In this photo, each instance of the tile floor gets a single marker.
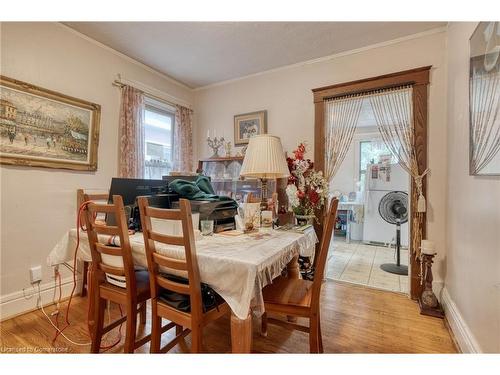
(359, 263)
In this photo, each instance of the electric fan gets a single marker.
(393, 209)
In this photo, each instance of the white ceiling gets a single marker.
(202, 53)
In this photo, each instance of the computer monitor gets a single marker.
(131, 188)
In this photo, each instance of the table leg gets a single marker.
(241, 334)
(293, 270)
(90, 297)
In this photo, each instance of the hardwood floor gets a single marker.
(354, 319)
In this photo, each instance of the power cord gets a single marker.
(39, 305)
(59, 331)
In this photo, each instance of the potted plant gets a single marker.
(307, 189)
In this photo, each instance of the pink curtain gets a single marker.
(131, 134)
(183, 139)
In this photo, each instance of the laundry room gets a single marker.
(370, 245)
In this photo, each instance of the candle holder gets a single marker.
(215, 143)
(429, 305)
(227, 147)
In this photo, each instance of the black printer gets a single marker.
(222, 213)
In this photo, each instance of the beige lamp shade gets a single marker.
(264, 158)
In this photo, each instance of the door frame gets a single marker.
(418, 78)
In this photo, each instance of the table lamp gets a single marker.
(264, 159)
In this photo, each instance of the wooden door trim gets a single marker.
(419, 79)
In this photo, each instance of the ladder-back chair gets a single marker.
(185, 322)
(102, 239)
(301, 298)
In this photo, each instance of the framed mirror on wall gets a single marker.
(484, 100)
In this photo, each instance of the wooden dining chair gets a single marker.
(82, 196)
(301, 298)
(185, 322)
(136, 289)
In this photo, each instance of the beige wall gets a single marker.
(38, 204)
(286, 95)
(473, 211)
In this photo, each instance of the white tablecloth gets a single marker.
(236, 267)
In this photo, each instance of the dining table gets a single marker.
(236, 265)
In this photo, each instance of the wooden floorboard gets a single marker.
(354, 319)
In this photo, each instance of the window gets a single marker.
(159, 122)
(371, 152)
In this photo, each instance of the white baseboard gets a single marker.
(463, 335)
(24, 301)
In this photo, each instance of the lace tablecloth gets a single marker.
(236, 267)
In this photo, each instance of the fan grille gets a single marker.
(389, 202)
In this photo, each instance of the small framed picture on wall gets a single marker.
(248, 125)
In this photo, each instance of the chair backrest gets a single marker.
(82, 196)
(106, 245)
(329, 221)
(156, 260)
(250, 198)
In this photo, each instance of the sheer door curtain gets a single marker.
(131, 133)
(485, 120)
(393, 112)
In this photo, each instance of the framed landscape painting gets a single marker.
(43, 128)
(248, 125)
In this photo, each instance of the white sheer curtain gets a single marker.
(485, 119)
(183, 139)
(393, 110)
(131, 133)
(341, 118)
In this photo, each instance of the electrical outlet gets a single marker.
(36, 274)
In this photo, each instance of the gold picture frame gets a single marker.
(44, 128)
(248, 125)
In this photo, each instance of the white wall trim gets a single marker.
(123, 56)
(20, 302)
(329, 57)
(463, 335)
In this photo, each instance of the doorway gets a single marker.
(418, 80)
(363, 240)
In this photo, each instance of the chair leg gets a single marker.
(130, 333)
(84, 278)
(142, 313)
(263, 326)
(155, 329)
(99, 308)
(196, 344)
(178, 329)
(313, 334)
(320, 337)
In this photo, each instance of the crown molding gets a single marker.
(125, 57)
(329, 57)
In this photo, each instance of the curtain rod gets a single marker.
(149, 92)
(368, 93)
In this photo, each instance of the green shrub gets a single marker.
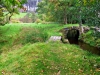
(31, 35)
(36, 36)
(38, 21)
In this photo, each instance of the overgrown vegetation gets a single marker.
(36, 57)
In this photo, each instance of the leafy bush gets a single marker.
(38, 21)
(31, 35)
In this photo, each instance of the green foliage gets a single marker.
(11, 7)
(35, 35)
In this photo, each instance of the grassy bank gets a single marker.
(49, 59)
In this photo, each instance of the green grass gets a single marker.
(43, 58)
(17, 16)
(48, 59)
(91, 38)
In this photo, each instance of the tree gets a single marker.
(9, 6)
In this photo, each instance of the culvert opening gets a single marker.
(73, 36)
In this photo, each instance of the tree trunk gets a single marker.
(80, 23)
(65, 19)
(65, 16)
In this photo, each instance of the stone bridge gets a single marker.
(72, 34)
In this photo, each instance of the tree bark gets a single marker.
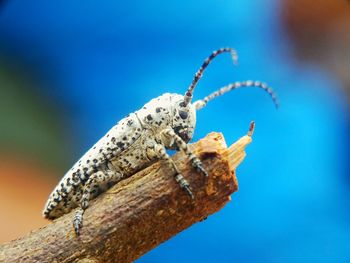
(138, 213)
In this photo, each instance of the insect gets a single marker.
(166, 122)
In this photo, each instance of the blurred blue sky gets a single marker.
(101, 60)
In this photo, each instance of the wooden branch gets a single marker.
(138, 213)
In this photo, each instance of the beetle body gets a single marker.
(125, 149)
(166, 122)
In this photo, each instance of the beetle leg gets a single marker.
(160, 151)
(196, 163)
(96, 181)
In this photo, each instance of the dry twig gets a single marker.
(138, 213)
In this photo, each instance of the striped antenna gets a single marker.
(189, 94)
(202, 103)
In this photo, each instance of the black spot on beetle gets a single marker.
(183, 114)
(149, 117)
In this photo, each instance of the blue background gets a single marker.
(100, 60)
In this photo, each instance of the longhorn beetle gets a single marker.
(166, 122)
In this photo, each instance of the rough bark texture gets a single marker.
(139, 213)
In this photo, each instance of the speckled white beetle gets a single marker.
(166, 122)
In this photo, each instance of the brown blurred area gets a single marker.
(32, 152)
(24, 187)
(320, 33)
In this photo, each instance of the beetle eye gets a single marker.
(183, 114)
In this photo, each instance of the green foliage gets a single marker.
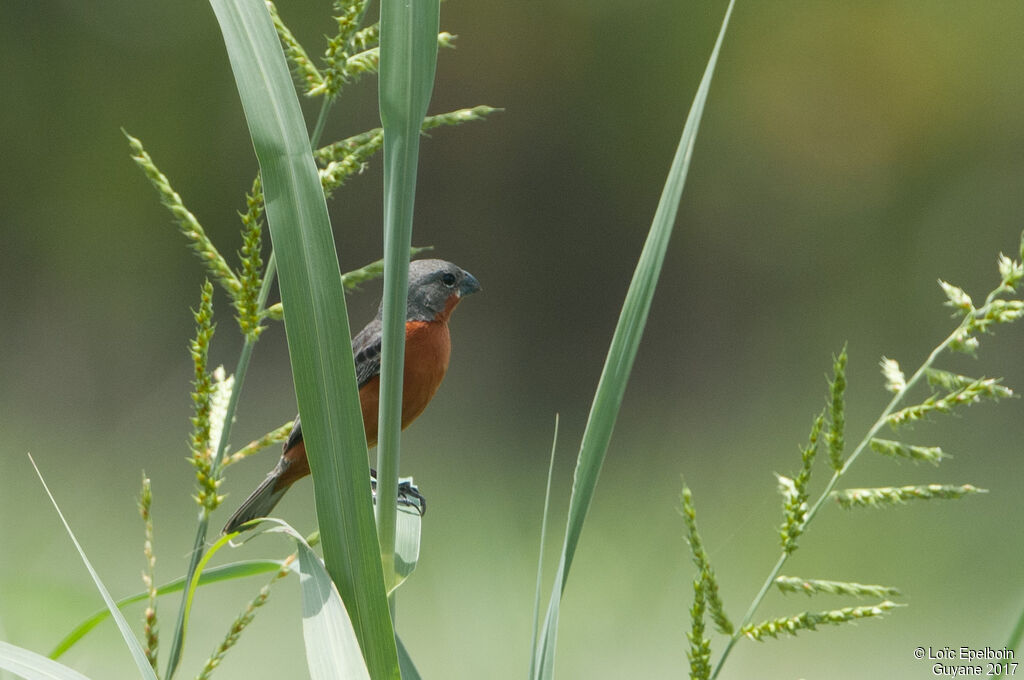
(150, 628)
(837, 412)
(958, 390)
(617, 365)
(815, 586)
(882, 496)
(795, 492)
(699, 650)
(137, 652)
(316, 324)
(914, 453)
(408, 61)
(707, 575)
(809, 621)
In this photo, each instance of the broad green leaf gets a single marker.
(409, 671)
(407, 546)
(619, 364)
(409, 58)
(332, 648)
(316, 325)
(213, 575)
(31, 666)
(138, 654)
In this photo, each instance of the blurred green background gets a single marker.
(851, 154)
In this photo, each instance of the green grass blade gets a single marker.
(409, 58)
(407, 545)
(540, 558)
(332, 647)
(214, 575)
(622, 352)
(31, 666)
(409, 671)
(315, 324)
(138, 654)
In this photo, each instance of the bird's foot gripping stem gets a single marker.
(409, 494)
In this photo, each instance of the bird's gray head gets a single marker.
(435, 287)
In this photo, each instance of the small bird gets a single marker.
(435, 287)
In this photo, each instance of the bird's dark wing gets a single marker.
(367, 351)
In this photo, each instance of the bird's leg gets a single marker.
(409, 494)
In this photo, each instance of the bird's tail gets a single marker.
(259, 503)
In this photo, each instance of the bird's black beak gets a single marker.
(469, 285)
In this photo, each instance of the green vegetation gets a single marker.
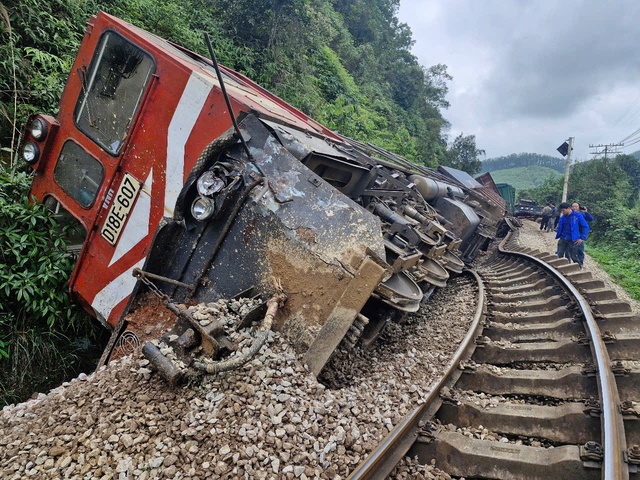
(43, 337)
(623, 270)
(346, 63)
(524, 178)
(516, 160)
(610, 189)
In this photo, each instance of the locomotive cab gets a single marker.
(146, 155)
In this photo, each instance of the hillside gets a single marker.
(516, 160)
(524, 178)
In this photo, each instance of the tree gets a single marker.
(631, 166)
(463, 154)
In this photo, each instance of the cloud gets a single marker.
(532, 73)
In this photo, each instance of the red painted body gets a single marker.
(181, 111)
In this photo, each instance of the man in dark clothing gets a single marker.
(572, 232)
(576, 207)
(546, 215)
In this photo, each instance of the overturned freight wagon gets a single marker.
(199, 190)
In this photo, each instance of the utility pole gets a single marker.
(567, 167)
(610, 148)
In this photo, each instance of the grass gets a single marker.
(623, 269)
(524, 178)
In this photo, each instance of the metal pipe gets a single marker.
(431, 189)
(261, 338)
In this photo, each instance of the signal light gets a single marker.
(30, 152)
(38, 129)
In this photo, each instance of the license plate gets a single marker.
(120, 208)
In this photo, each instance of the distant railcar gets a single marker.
(169, 196)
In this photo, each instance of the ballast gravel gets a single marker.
(270, 419)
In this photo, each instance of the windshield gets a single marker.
(78, 173)
(70, 229)
(112, 91)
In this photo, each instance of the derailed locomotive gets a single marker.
(175, 194)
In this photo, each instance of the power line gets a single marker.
(608, 149)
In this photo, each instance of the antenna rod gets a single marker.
(224, 94)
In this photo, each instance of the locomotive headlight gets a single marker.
(38, 129)
(209, 183)
(30, 153)
(202, 208)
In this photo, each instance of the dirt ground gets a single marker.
(531, 235)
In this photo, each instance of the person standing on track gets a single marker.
(546, 215)
(576, 207)
(572, 232)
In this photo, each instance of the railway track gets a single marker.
(545, 385)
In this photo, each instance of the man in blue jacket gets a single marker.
(572, 232)
(582, 210)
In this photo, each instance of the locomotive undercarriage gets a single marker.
(331, 228)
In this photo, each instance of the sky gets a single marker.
(529, 74)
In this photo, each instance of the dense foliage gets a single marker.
(610, 189)
(346, 63)
(43, 337)
(524, 179)
(516, 160)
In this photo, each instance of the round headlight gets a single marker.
(209, 183)
(202, 208)
(38, 129)
(30, 152)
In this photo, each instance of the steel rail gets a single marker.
(614, 440)
(397, 443)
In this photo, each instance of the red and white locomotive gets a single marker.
(144, 156)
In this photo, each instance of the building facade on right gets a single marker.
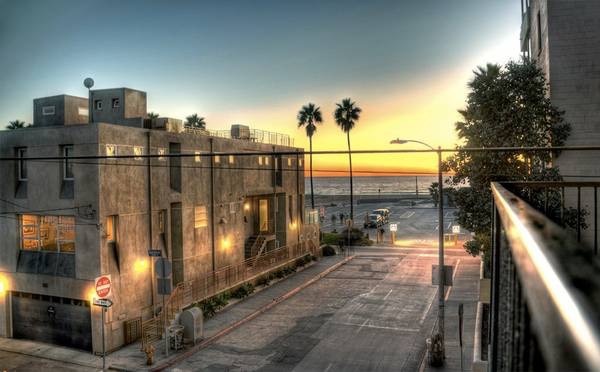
(563, 37)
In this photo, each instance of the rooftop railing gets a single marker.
(252, 135)
(545, 292)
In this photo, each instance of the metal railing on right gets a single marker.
(545, 292)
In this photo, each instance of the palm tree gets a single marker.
(195, 121)
(308, 116)
(346, 115)
(15, 124)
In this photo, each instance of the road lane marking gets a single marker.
(364, 325)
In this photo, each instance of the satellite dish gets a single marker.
(88, 83)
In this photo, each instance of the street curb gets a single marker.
(256, 313)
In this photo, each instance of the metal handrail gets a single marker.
(550, 266)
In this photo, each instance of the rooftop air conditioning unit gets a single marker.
(168, 124)
(240, 131)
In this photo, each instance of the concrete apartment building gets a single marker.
(563, 37)
(65, 222)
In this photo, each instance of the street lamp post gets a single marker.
(440, 240)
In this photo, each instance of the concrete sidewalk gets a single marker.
(466, 291)
(131, 358)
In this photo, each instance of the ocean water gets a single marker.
(365, 185)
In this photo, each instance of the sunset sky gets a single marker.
(406, 63)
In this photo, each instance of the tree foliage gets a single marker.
(308, 116)
(506, 107)
(346, 115)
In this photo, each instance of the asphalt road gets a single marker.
(24, 363)
(372, 314)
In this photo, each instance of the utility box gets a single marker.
(192, 321)
(448, 274)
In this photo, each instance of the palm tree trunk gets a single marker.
(312, 191)
(351, 189)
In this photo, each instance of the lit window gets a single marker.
(162, 216)
(161, 153)
(111, 150)
(22, 164)
(48, 110)
(138, 151)
(200, 217)
(67, 151)
(110, 228)
(48, 233)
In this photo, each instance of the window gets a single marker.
(161, 153)
(111, 150)
(138, 151)
(263, 215)
(67, 151)
(22, 164)
(47, 233)
(111, 229)
(48, 110)
(162, 216)
(200, 217)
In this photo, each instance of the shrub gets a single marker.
(264, 280)
(328, 251)
(243, 291)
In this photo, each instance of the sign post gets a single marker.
(393, 229)
(103, 286)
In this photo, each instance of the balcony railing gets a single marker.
(253, 135)
(545, 292)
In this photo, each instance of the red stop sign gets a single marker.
(103, 286)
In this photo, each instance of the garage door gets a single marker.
(56, 320)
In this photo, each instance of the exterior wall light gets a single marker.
(140, 265)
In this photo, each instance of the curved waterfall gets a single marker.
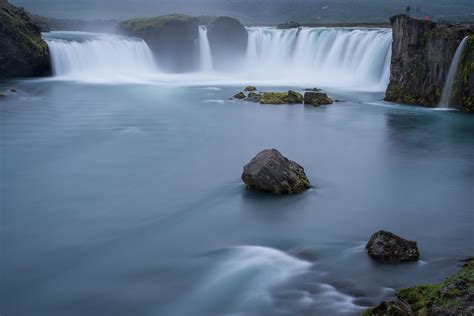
(338, 57)
(99, 57)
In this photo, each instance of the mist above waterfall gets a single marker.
(349, 58)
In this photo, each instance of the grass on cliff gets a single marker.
(140, 24)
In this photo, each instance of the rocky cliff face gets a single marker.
(23, 53)
(172, 38)
(422, 52)
(228, 39)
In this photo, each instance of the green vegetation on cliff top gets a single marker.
(140, 24)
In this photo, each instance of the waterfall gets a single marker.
(447, 95)
(339, 57)
(205, 56)
(99, 57)
(343, 57)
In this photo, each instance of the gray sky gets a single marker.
(253, 10)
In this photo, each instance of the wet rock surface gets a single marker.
(387, 247)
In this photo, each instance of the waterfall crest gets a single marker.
(339, 57)
(447, 95)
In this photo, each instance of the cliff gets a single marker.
(422, 52)
(23, 53)
(173, 39)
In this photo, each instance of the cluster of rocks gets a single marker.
(314, 97)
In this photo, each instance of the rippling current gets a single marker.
(126, 199)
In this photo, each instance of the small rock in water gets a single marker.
(254, 97)
(240, 96)
(388, 247)
(393, 308)
(250, 88)
(317, 98)
(271, 172)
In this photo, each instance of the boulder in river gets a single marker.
(239, 96)
(250, 88)
(271, 172)
(317, 98)
(388, 247)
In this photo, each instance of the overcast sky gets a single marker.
(252, 10)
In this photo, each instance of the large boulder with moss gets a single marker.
(422, 53)
(290, 97)
(173, 39)
(317, 98)
(388, 247)
(228, 40)
(271, 172)
(451, 297)
(23, 53)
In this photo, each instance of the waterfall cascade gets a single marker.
(100, 57)
(307, 56)
(205, 56)
(447, 95)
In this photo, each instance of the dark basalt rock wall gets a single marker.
(23, 53)
(172, 38)
(422, 52)
(228, 39)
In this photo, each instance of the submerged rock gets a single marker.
(254, 97)
(250, 88)
(271, 172)
(240, 96)
(392, 308)
(290, 97)
(388, 247)
(317, 98)
(453, 296)
(288, 25)
(23, 52)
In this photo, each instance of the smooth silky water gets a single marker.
(125, 198)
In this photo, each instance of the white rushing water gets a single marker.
(447, 95)
(99, 57)
(347, 58)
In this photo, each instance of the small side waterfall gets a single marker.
(447, 96)
(205, 56)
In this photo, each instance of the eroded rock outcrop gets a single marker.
--- --- ---
From the line containing "In this photo, each instance of the large" through the closing line of the material above, return every line exactly and omit all others.

In this photo, each instance of the large boulder with moss gets a single marker.
(422, 53)
(290, 97)
(173, 39)
(317, 98)
(388, 247)
(228, 40)
(271, 172)
(451, 297)
(23, 53)
In this photo, each instance of the waterfall cascade gets a single marker.
(100, 57)
(307, 56)
(205, 56)
(447, 95)
In this photo, each instance of the dark basalt rock wall gets a single marker.
(23, 53)
(172, 38)
(422, 52)
(228, 39)
In this photo, each instance of the submerged rock gets a single marker.
(254, 97)
(250, 88)
(271, 172)
(240, 96)
(392, 308)
(290, 97)
(388, 247)
(317, 98)
(453, 296)
(288, 25)
(23, 52)
In this photo, each instance of the smooth silky water gets a single marker.
(125, 198)
In this photo, each instance of the white rushing water gets a single marker.
(447, 95)
(99, 57)
(347, 58)
In this photo, each instance of the small side waterfall gets a single marker.
(447, 96)
(205, 56)
In this photo, each instance of the eroded rock outcrop gets a single marker.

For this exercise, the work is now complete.